● **DOCUMENT SEGMENT**:
(begin)

So it should already be doing what you're asking.  Are you saying the behavior of "enforce streaming service encoder settings" for this instance is buggy?


----------



## sneaky4oe (Nov 1, 2017)

Yeah. I've faced some users who had it at 8 for some reason with the "enforce" option enabled for restream.

See the logs: https://gist.github.com/anonymous/2317270bd6442483dea1076219b03791

Keyint at 0, enforcing service's settings.
Keyint at 2, not enforcing anything.
Simple settings.

Keyint's for each case at 30 fps:
250
60
60



Spoiler: log parts



[x264 encoder: 'streaming_h264'] preset: veryfast
[x264 encoder: 'streaming_h264'] settings:
    rate_control: CBR
    bitrate:      2500
    buffer size:  2500
    crf:          0
    fps_num:      30
    fps_den:      1
    width:        1280
    height:       720
    keyint:       250

[x264 encoder: 'streaming_h264'] preset: veryfast
[x264 encoder: 'streaming_h264'] settings:
    rate_control: CBR
    bitrate:      2500
    buffer size:  2500
    crf:          0
    fps_num:      30
    fps_den:      1
    width:        1280
    height:       720
    keyint:       60

[x264 encoder: 'simple_h264_stream'] preset: veryfast
[x264 encoder: 'simple_h264_stream'] settings:
    rate_control: CBR
    bitrate:      2500
    buffer size:  2500
    crf:          0
    fps_num:      30
    fps_den:      1
    width:        1280
    height:       720
    keyint:       60



So, yeah. Enforcing leaves keying at ~8 for some reason.

(end)

● **JOB A**: Change "a dot per instance" to "one point per instance" in the entries from the line with "mark the heart" up to and including the last line of the entries. Give those lines again with everything else left as it is.

● **DATA EXTRACT**:
(begin)

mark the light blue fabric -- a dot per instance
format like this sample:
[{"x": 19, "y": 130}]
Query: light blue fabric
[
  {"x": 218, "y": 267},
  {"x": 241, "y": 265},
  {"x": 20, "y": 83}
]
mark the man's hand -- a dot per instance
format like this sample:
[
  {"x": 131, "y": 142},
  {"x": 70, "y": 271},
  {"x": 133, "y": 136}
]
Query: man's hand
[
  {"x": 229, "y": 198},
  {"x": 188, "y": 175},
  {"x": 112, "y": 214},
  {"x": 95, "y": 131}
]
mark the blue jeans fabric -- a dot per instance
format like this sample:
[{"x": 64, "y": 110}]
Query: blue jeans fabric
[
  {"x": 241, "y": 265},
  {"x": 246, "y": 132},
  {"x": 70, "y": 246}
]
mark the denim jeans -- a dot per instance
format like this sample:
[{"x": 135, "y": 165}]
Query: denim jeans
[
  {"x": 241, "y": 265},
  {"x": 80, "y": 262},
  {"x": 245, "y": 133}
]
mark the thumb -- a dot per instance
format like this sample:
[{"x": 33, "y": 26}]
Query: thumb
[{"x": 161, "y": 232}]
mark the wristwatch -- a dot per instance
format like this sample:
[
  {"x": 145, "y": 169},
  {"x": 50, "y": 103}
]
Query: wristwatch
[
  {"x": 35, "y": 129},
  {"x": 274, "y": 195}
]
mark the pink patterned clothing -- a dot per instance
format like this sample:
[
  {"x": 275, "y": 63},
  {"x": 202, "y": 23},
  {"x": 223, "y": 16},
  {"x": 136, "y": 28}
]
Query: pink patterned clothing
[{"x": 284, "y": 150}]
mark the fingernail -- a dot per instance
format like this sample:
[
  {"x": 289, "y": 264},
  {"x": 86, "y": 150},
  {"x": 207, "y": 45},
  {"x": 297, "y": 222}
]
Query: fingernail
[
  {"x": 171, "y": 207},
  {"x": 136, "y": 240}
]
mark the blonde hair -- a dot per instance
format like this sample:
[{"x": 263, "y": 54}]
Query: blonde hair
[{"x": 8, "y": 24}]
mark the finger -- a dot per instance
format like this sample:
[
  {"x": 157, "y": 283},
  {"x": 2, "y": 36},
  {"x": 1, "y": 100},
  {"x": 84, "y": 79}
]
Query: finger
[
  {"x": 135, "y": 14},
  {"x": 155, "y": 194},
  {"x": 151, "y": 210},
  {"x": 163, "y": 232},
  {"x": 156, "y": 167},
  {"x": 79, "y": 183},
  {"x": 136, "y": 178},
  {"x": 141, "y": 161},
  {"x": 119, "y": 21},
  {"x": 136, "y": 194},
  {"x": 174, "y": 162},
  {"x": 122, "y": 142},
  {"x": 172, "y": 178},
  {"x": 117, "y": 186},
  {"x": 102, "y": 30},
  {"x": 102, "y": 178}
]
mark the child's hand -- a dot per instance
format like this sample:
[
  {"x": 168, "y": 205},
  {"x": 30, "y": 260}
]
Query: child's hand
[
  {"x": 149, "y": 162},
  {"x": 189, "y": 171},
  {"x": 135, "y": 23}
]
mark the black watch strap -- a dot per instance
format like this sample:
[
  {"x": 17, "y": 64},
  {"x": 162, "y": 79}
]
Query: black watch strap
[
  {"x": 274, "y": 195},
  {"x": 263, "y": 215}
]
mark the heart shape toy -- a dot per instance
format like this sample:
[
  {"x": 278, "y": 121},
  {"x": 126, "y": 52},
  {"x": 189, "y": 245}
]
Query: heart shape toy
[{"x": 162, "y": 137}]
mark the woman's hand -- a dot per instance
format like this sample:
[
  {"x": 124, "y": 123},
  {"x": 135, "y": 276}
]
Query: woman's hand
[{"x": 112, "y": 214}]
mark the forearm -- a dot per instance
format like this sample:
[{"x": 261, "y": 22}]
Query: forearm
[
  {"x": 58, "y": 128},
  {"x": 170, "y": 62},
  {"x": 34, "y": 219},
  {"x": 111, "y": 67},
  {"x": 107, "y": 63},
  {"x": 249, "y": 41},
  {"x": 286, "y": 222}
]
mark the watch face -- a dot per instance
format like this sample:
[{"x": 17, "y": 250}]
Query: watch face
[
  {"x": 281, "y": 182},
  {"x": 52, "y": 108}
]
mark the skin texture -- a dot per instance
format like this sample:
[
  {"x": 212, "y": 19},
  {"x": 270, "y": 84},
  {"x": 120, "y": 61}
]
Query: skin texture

(end)

● **JOB B**: Continue the forum thread about enforcing streaming service encoder settings, starting after its last line.

● **FINAL RESULT A**:
mark the heart shape toy -- one point per instance
format like this sample:
[
  {"x": 278, "y": 121},
  {"x": 126, "y": 52},
  {"x": 189, "y": 245}
]
Query: heart shape toy
[{"x": 162, "y": 137}]
mark the woman's hand -- one point per instance
format like this sample:
[
  {"x": 124, "y": 123},
  {"x": 135, "y": 276}
]
Query: woman's hand
[{"x": 112, "y": 214}]
mark the forearm -- one point per instance
format like this sample:
[{"x": 261, "y": 22}]
Query: forearm
[
  {"x": 58, "y": 128},
  {"x": 170, "y": 62},
  {"x": 34, "y": 219},
  {"x": 111, "y": 67},
  {"x": 107, "y": 63},
  {"x": 249, "y": 41},
  {"x": 286, "y": 222}
]
mark the watch face -- one point per instance
format like this sample:
[{"x": 17, "y": 250}]
Query: watch face
[
  {"x": 281, "y": 182},
  {"x": 52, "y": 108}
]
mark the skin texture -- one point per instance
format like this sample:
[
  {"x": 212, "y": 19},
  {"x": 270, "y": 84},
  {"x": 120, "y": 61}
]
Query: skin texture

● **FINAL RESULT B**:
----------



## sneaky4oe (Nov 1, 2017)

If you set keyint to 2 manually with "enforce" enabled, it works tho. 
But if 0 should be auto - why is it 8.33 then with "enforce" enabled?


----------



## sneaky4oe (Nov 1, 2017)

Another thing from current case. OSx user has it on 2 with "enforce" enabled. KF interval is a variable around 1.8 on stream.


----------



## Boildown (Nov 8, 2017)

Are you counting i-frames generated by scene changes?


----------



## RytoEX (Nov 9, 2017)

A keyint of 250 is the default value for FFmpeg/x264.  It seems like if a user creates a new profile and _does not modify_ the default Keyframe Interval value of 0, OBS will not set the service recommended value until the user changes the value to something, and then changes it back to 0.  It will instead use the FFmpeg/x264 default, which is the 250 you're seeing.

I'm still looking at the code paths to see exactly why this happens.  To clarify, this occurs with all streaming services, not just Restream.


Edit:  I do see why this happens now, but I haven't figured out the best way to fix it yet.  To workaround it, change any setting in the streaming section, then change it back, and hit apply/OK.  For now, I've filed Mantis Issue 1061.


----------



## sneaky4oe (Nov 18, 2017)

@RytoEX Thanks, but is there a way to force keyframe of 2 if user won't change it manually? It causes many problems for unexperienced streamers.


----------



## RytoEX (Nov 19, 2017)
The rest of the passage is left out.